-- Records for processing start --
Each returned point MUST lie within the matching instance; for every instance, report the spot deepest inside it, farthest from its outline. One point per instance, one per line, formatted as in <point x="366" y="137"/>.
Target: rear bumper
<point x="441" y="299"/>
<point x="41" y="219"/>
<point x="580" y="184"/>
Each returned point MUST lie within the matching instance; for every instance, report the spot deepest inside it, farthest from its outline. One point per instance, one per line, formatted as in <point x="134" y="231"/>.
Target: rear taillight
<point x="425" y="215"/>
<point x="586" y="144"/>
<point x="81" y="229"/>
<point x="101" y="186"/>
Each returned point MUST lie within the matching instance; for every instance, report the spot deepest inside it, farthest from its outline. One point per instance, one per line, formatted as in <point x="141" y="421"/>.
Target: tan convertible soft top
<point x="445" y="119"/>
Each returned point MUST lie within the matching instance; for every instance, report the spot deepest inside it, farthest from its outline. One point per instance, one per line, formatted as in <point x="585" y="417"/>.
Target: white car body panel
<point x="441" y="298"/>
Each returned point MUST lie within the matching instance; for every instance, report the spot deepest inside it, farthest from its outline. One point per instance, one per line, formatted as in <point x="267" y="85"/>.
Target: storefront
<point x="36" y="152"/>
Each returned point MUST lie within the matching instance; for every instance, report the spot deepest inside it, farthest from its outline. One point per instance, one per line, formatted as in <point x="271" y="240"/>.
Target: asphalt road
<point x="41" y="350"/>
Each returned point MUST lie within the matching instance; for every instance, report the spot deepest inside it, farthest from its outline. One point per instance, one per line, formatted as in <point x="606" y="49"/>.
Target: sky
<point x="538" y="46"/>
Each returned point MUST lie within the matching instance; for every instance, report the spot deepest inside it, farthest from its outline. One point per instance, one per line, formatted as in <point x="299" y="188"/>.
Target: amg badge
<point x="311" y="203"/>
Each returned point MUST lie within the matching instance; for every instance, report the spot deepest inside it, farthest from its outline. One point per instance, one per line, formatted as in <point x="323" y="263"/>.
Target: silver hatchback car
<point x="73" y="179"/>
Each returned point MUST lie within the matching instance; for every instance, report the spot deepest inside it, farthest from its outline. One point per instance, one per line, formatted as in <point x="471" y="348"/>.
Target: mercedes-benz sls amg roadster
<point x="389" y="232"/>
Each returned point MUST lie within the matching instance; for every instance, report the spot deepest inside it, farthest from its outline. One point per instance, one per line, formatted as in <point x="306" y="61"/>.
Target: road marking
-- Records for processing end --
▶ Aim: Nothing in the listing may be changed; retype it all exactly.

▶ Task answer:
Each returned point MUST lie within the matching instance; for every instance, report the spot deepest inside it, farthest from its outline. One point per instance, one per line, formatted as in <point x="366" y="137"/>.
Target: rear bumper
<point x="441" y="299"/>
<point x="41" y="219"/>
<point x="580" y="184"/>
Each returned point MUST lie within the matching instance; for every instance, report the spot deepest inside it, farthest from its outline. One point per instance, one per line, formatted as in <point x="134" y="231"/>.
Target: rear taillight
<point x="425" y="215"/>
<point x="586" y="144"/>
<point x="81" y="229"/>
<point x="101" y="186"/>
Each returned point MUST lie within the matching instance; for every instance, report the spot deepest inside it, farthest from its outline. One point per instance, one per line, formatted as in <point x="141" y="421"/>.
Target: tan convertible soft top
<point x="445" y="119"/>
Each returned point MUST lie within the matching instance; for every instance, report the spot deepest inside it, farthest from its outline. One point per instance, one per line, formatted as in <point x="585" y="417"/>.
Target: white car body panel
<point x="441" y="298"/>
Each returned point MUST lie within the matching instance; for every instance, report the spot deepest inside it, farthest from its outline. One point per instance, one per line, formatted as in <point x="267" y="85"/>.
Target: storefront
<point x="36" y="152"/>
Each returned point MUST lie within the matching instance; for every instance, report the spot deepest inside it, farthest from its outline. One point per instance, one per line, formatted as in <point x="271" y="240"/>.
Target: asphalt road
<point x="41" y="350"/>
Each returned point MUST lie within the matching instance; for every instance, report the spot deepest inside it, farthest from its outline. One point per instance, one per line, formatted as in <point x="606" y="49"/>.
Target: sky
<point x="538" y="46"/>
Each returned point MUST lie within the matching instance; for every instance, report the spot deepest inside it, farthest from its outline. One point per instance, one per line, formatted as in <point x="299" y="188"/>.
Target: amg badge
<point x="311" y="203"/>
Each returned point MUST lie within the matching instance; for every instance, report the spot deepest inside it, farthest from its outline. One point per instance, one per line, formatted as in <point x="323" y="263"/>.
Target: silver hatchback car
<point x="73" y="179"/>
Each returned point MUST lie within the matching instance; for every instance, report the spot deepest inside it, farthest from its outline. One point per instance, one per line, formatted as in <point x="471" y="348"/>.
Target: mercedes-benz sls amg roadster
<point x="389" y="232"/>
Each returned point MUST lie within the matching instance; for every instance, report the spot deepest inside it, farthest from its outline. One point per instance, one per line, formatted as in <point x="306" y="61"/>.
Target: road marking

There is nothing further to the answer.